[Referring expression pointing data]
BEGIN
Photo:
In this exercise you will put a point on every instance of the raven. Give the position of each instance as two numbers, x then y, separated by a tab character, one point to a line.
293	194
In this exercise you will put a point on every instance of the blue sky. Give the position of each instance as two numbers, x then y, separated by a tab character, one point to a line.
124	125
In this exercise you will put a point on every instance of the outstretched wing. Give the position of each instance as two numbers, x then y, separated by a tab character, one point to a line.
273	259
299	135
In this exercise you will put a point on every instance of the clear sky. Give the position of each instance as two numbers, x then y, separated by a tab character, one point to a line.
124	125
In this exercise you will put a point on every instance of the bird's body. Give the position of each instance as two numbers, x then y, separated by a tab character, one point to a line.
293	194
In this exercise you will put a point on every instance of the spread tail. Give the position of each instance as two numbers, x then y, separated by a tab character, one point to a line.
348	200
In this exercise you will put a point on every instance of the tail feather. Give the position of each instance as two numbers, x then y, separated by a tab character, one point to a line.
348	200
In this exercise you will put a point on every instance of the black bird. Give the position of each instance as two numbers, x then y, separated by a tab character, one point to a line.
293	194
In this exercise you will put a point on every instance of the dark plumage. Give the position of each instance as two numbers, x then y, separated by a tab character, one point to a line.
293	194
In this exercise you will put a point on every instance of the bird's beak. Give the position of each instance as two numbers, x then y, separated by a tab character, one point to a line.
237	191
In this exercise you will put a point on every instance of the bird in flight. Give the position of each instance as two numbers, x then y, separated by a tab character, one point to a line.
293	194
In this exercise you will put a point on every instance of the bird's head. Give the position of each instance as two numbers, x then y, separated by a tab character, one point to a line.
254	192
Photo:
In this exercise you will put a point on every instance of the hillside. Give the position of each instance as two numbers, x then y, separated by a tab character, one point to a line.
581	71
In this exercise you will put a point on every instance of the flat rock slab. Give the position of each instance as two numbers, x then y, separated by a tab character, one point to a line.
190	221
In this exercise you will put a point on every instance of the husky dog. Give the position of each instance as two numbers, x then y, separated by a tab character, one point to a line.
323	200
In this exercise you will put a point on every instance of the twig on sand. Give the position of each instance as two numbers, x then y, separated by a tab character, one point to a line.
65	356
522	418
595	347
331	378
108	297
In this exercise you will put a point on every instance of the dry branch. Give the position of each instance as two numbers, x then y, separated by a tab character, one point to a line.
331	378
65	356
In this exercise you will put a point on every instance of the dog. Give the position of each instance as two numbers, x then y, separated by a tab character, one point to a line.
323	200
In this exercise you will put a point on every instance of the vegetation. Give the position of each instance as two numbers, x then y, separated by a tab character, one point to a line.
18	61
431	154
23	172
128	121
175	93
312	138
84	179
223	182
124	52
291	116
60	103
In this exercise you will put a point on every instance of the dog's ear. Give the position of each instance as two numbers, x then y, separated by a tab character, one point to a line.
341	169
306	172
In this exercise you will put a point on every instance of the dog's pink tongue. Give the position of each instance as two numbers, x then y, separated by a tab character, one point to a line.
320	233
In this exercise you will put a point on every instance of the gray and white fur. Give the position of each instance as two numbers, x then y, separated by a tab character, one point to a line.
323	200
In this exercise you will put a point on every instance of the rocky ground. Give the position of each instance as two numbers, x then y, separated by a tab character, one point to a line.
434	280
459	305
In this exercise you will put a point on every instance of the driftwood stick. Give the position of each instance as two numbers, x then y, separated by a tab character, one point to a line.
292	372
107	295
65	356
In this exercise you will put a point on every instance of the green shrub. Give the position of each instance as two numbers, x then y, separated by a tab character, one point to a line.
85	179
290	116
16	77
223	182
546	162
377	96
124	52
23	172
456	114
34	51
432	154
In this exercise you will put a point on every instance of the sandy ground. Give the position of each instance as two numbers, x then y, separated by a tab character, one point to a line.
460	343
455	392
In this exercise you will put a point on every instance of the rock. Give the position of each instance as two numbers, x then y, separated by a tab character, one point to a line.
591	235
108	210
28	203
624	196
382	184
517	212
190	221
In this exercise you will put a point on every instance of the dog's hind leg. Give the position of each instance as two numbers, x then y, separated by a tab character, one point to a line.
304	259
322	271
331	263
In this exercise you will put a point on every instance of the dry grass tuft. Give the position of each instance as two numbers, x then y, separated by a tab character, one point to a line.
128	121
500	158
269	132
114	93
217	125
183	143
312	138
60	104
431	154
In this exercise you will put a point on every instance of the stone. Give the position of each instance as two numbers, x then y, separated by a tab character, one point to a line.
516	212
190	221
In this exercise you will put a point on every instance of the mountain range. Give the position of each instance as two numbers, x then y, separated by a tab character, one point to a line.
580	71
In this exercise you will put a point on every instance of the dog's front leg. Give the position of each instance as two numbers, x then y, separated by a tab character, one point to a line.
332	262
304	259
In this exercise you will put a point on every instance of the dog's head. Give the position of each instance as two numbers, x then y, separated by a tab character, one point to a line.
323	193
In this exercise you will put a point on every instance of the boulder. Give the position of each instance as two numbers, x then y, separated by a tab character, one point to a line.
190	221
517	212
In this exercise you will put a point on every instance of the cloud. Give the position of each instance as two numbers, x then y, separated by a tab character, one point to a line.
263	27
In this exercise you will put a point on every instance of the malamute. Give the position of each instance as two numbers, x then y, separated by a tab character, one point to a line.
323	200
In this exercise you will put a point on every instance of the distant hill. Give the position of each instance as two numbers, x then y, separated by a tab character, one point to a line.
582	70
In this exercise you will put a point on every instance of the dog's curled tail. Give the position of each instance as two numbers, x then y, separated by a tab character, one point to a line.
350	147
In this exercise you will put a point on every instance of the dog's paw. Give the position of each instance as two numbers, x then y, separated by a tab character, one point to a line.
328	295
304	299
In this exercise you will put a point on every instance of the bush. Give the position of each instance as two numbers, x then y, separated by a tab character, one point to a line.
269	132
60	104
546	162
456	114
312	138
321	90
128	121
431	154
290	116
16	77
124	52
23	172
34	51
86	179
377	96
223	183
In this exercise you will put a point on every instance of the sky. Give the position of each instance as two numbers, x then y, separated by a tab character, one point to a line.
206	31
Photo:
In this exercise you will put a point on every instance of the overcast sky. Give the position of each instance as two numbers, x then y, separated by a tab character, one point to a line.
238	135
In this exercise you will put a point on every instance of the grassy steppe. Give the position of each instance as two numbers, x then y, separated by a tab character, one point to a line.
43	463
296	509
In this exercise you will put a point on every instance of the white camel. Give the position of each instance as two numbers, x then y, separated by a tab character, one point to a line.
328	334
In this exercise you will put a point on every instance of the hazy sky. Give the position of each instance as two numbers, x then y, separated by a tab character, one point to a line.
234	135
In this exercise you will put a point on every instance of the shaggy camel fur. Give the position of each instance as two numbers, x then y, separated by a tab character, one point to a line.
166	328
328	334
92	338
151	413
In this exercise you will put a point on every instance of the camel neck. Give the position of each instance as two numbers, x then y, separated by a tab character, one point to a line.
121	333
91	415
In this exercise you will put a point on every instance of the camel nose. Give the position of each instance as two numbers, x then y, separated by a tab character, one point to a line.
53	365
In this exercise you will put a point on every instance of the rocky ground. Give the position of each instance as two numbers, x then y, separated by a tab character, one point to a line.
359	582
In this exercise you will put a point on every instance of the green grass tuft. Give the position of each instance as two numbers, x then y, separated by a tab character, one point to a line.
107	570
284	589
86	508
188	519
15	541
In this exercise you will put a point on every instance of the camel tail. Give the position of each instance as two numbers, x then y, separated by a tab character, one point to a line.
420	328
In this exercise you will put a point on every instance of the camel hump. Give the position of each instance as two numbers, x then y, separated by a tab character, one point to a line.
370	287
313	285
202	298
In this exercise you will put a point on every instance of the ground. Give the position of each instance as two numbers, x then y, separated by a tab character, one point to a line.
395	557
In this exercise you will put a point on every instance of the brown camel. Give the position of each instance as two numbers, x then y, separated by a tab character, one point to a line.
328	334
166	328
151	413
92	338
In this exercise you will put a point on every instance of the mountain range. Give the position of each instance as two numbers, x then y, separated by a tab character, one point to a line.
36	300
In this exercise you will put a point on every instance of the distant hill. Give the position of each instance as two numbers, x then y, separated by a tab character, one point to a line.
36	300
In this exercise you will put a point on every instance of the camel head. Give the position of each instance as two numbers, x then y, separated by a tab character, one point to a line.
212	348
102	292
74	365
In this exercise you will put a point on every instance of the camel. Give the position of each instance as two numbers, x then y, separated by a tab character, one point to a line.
END
_What you need to do_
Where the records above contain a line with "the camel head.", repeat that line and each later line through the end, exactly, and nothing more.

_The answer_
In this exercise you will put a point on every instance of the camel head. Give the position of each instance as two numbers, x then y, separated by a tab character, one point to a line.
212	348
102	292
74	365
In this exercise you will put a point on every instance of the camel. Give the position of each instance as two numbers, x then y, separated by a tab character, one point to a line.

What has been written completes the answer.